(Saved entries)
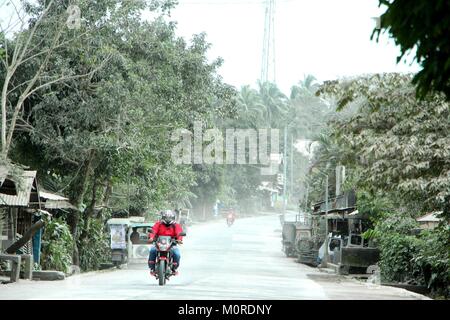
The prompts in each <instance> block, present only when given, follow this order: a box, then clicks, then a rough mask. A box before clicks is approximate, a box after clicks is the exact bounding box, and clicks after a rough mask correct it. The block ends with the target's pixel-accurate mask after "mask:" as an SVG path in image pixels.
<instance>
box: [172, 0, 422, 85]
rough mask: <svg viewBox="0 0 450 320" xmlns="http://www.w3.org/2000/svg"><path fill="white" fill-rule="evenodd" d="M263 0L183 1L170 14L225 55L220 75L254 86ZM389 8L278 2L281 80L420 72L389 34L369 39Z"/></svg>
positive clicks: (357, 3) (288, 83)
mask: <svg viewBox="0 0 450 320" xmlns="http://www.w3.org/2000/svg"><path fill="white" fill-rule="evenodd" d="M264 3H265V1H264V0H179V5H178V6H177V8H176V9H175V10H173V11H172V14H171V19H172V20H174V21H177V22H178V34H179V35H180V36H183V37H185V38H187V39H190V38H191V36H192V34H195V33H200V32H203V31H204V32H206V33H207V40H208V41H209V42H210V43H211V44H212V48H211V50H210V54H209V56H210V58H211V59H212V58H215V57H218V56H220V57H222V58H223V59H224V60H225V61H224V65H223V66H222V68H221V69H220V74H221V75H222V76H223V78H224V80H225V81H226V82H228V83H230V84H232V85H235V86H237V87H240V86H241V85H244V84H250V85H255V84H256V81H257V79H258V78H259V76H260V73H261V71H260V70H261V59H262V40H263V34H264ZM383 12H384V8H378V0H342V1H336V0H276V13H275V14H276V16H275V50H276V53H275V56H276V80H277V81H276V82H277V84H278V86H279V87H280V88H281V89H282V91H283V92H284V93H286V94H288V93H289V89H290V88H291V86H292V85H294V84H296V83H297V82H298V81H299V80H301V79H303V75H304V74H312V75H314V76H315V77H316V78H318V79H319V80H327V79H334V78H336V77H341V76H351V75H356V74H361V73H375V72H391V71H399V72H408V71H412V72H416V71H418V66H417V65H416V64H414V65H412V66H411V65H410V62H411V57H410V58H409V60H408V63H400V64H398V65H397V64H396V57H397V55H398V53H399V52H400V51H399V49H398V47H396V46H395V44H394V43H393V41H392V40H389V39H388V37H387V36H384V37H383V39H382V41H381V40H380V42H379V43H376V42H375V41H371V40H370V36H371V33H372V30H373V28H374V26H375V21H374V20H373V19H371V18H372V17H375V16H379V15H380V14H381V13H383Z"/></svg>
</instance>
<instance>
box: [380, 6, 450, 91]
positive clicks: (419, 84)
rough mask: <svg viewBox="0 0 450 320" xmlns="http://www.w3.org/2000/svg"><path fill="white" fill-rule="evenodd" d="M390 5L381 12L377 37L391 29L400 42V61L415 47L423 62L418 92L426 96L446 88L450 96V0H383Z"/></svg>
mask: <svg viewBox="0 0 450 320" xmlns="http://www.w3.org/2000/svg"><path fill="white" fill-rule="evenodd" d="M379 5H380V6H381V5H384V6H386V7H387V9H386V12H385V13H384V14H383V15H382V16H381V24H380V27H381V28H380V29H378V30H374V33H373V35H372V37H373V36H374V35H375V34H376V35H377V39H378V37H379V35H380V33H381V31H382V30H385V31H387V32H388V33H389V34H390V35H391V37H393V38H394V40H395V43H396V44H397V45H399V46H400V49H401V54H400V56H399V57H398V58H397V62H399V61H400V60H401V59H402V57H404V56H405V54H407V53H408V52H410V51H412V50H414V49H415V59H416V61H417V62H418V63H419V64H420V65H421V66H422V70H421V71H420V72H418V73H417V74H416V75H415V76H414V78H413V83H414V84H417V94H418V96H419V97H425V96H426V94H427V93H429V92H432V91H438V92H443V93H444V94H445V95H446V97H447V99H449V98H450V40H449V39H450V38H449V36H448V35H449V33H450V25H449V24H448V21H449V20H450V1H448V0H443V1H437V2H435V1H427V0H414V1H410V0H380V1H379Z"/></svg>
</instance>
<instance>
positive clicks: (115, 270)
mask: <svg viewBox="0 0 450 320" xmlns="http://www.w3.org/2000/svg"><path fill="white" fill-rule="evenodd" d="M280 229H281V226H280V222H279V218H278V215H264V216H260V217H252V218H242V219H237V220H236V222H235V224H234V225H233V226H231V227H228V226H227V225H226V223H225V220H223V221H222V220H220V221H214V222H209V223H205V224H199V225H195V226H192V227H191V228H189V230H188V235H187V237H185V239H184V244H183V245H182V246H181V255H182V256H181V266H180V270H179V271H180V274H179V275H178V276H177V277H172V278H171V279H170V281H169V282H168V283H167V285H166V286H164V287H161V286H159V285H158V283H157V281H156V280H155V279H154V278H152V277H150V276H149V272H148V269H147V265H146V264H145V263H143V264H133V265H128V267H127V268H126V269H122V270H117V269H114V270H107V271H100V272H92V273H86V274H80V275H75V276H71V277H68V278H67V279H66V280H63V281H53V282H46V281H28V280H20V282H18V283H12V284H6V285H0V299H83V300H91V299H94V300H95V299H108V300H109V299H136V300H137V299H152V300H158V299H171V300H197V299H202V300H211V299H213V300H216V299H225V300H228V299H235V300H247V299H257V300H272V299H275V300H279V299H289V300H300V299H346V300H347V299H350V300H366V299H428V298H427V297H425V296H421V295H418V294H415V293H412V292H409V291H406V290H403V289H399V288H393V287H384V286H377V285H372V284H370V285H369V284H366V283H362V282H357V281H355V280H350V279H345V278H341V277H337V276H329V275H327V274H324V273H322V272H320V271H319V270H317V269H316V268H312V267H309V266H305V265H302V264H299V263H296V262H295V259H293V258H286V257H285V255H284V254H283V252H282V251H281V232H280Z"/></svg>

▶ _What the task requires_
Please express the lines above as a JSON list of strings, one string per line, skipping any blank lines and omitting the pictures.

▶ _Written solution_
[
  "The prompts in each <instance> block, present only when given, follow this order: a box, then clicks, then a rough mask. A box before clicks is approximate, a box after clicks is the exact bounding box, and clicks after a rough mask correct it. The block ends with the target's pixel-accurate mask after \"mask:\" as an SVG path in image pixels.",
  "<instance>",
  "box: [172, 0, 422, 85]",
  "rough mask: <svg viewBox=\"0 0 450 320\" xmlns=\"http://www.w3.org/2000/svg\"><path fill=\"white\" fill-rule=\"evenodd\" d=\"M263 0L183 1L170 14L225 55L220 75L254 86ZM389 8L278 2L281 80L420 72L389 34L369 39Z\"/></svg>",
  "positive clicks: (357, 3) (288, 83)",
  "mask: <svg viewBox=\"0 0 450 320\" xmlns=\"http://www.w3.org/2000/svg\"><path fill=\"white\" fill-rule=\"evenodd\" d=\"M264 3H265V1H264V0H179V5H178V6H177V8H176V9H175V10H173V11H172V14H171V19H172V20H174V21H177V22H178V34H179V35H180V36H183V37H185V38H187V39H190V38H191V36H192V34H195V33H200V32H203V31H204V32H206V33H207V40H208V41H209V42H210V43H211V44H212V48H211V50H210V54H209V56H210V58H211V59H212V58H215V57H218V56H220V57H222V58H223V59H224V60H225V61H224V65H223V66H222V68H221V69H220V74H221V75H222V76H223V78H224V80H225V81H226V82H228V83H230V84H232V85H235V86H237V87H240V86H241V85H244V84H250V85H255V84H256V81H257V79H258V78H259V76H260V73H261V71H260V70H261V59H262V40H263V34H264ZM383 12H384V8H378V0H342V1H336V0H276V13H275V14H276V16H275V50H276V53H275V56H276V80H277V81H276V82H277V84H278V86H279V87H280V88H281V89H282V91H283V92H284V93H286V94H288V93H289V89H290V88H291V86H292V85H294V84H296V83H297V82H298V81H299V80H301V79H303V75H304V74H312V75H314V76H315V77H316V78H318V79H319V80H327V79H334V78H336V77H341V76H351V75H356V74H361V73H375V72H391V71H399V72H408V71H412V72H416V71H418V66H417V65H416V64H414V65H412V66H411V65H410V62H411V57H410V58H409V60H408V63H400V64H398V65H397V64H396V57H397V55H398V53H399V52H400V51H399V49H398V47H396V46H395V44H394V43H393V41H392V40H389V39H388V37H387V36H384V37H383V39H382V41H381V40H380V42H379V43H376V42H375V41H371V40H370V36H371V33H372V30H373V28H374V26H375V21H374V20H373V19H371V18H372V17H375V16H379V15H380V14H381V13H383Z\"/></svg>",
  "</instance>",
  "<instance>",
  "box: [380, 6, 450, 91]",
  "positive clicks: (419, 84)",
  "rough mask: <svg viewBox=\"0 0 450 320\" xmlns=\"http://www.w3.org/2000/svg\"><path fill=\"white\" fill-rule=\"evenodd\" d=\"M390 5L381 12L377 37L391 29L400 42V61L415 47L423 62L418 92L426 96L446 88L450 96V0H383Z\"/></svg>",
  "mask: <svg viewBox=\"0 0 450 320\" xmlns=\"http://www.w3.org/2000/svg\"><path fill=\"white\" fill-rule=\"evenodd\" d=\"M379 5H380V6H381V5H384V6H386V7H387V9H386V12H385V13H384V14H383V15H382V16H381V24H380V27H381V28H380V29H378V30H374V33H373V35H372V37H373V36H374V35H375V34H376V35H377V39H378V37H379V35H380V33H381V31H382V30H385V31H387V32H388V33H389V34H390V35H391V37H393V38H394V40H395V43H396V44H397V45H399V46H400V49H401V54H400V56H399V57H398V58H397V62H399V61H400V60H401V59H402V57H404V56H405V54H407V53H408V52H410V51H412V50H414V49H415V59H416V61H417V62H418V63H419V64H420V65H421V66H422V70H421V71H420V72H418V73H417V74H416V75H415V76H414V78H413V83H414V84H417V94H418V96H419V97H425V96H426V94H427V93H429V92H432V91H438V92H443V93H444V94H445V95H446V97H447V99H449V98H450V40H449V39H450V38H449V36H448V35H449V33H450V25H449V24H448V21H449V20H450V1H448V0H443V1H437V2H435V1H427V0H414V1H410V0H380V1H379Z\"/></svg>",
  "</instance>",
  "<instance>",
  "positive clicks: (115, 270)",
  "mask: <svg viewBox=\"0 0 450 320\" xmlns=\"http://www.w3.org/2000/svg\"><path fill=\"white\" fill-rule=\"evenodd\" d=\"M280 229H281V226H280V222H279V218H278V215H264V216H260V217H252V218H242V219H237V220H236V222H235V224H234V225H233V226H231V227H228V226H227V225H226V223H225V220H223V221H222V220H220V221H214V222H209V223H205V224H199V225H195V226H192V227H191V228H189V230H188V235H187V237H185V239H184V244H183V245H182V246H181V255H182V256H181V266H180V270H179V271H180V274H179V275H178V276H177V277H172V278H171V279H170V281H169V282H168V283H167V285H166V286H164V287H161V286H159V285H158V283H157V281H156V280H155V279H154V278H152V277H150V276H149V272H148V269H147V265H146V264H145V263H143V264H133V265H128V267H127V268H126V269H122V270H117V269H114V270H107V271H100V272H92V273H86V274H80V275H75V276H71V277H68V278H67V279H66V280H63V281H53V282H46V281H28V280H20V282H18V283H12V284H6V285H0V299H83V300H91V299H94V300H95V299H108V300H109V299H136V300H137V299H152V300H158V299H171V300H197V299H202V300H211V299H213V300H216V299H225V300H228V299H235V300H247V299H257V300H272V299H275V300H279V299H289V300H300V299H346V300H347V299H350V300H366V299H428V298H427V297H425V296H421V295H418V294H415V293H412V292H409V291H406V290H403V289H399V288H393V287H384V286H377V285H372V284H370V285H369V284H366V283H362V282H357V281H355V280H350V279H345V278H341V277H337V276H329V275H327V274H324V273H322V272H320V271H319V270H317V269H316V268H312V267H309V266H305V265H302V264H299V263H296V262H295V259H293V258H286V257H285V255H284V254H283V252H282V251H281V232H280Z\"/></svg>"
]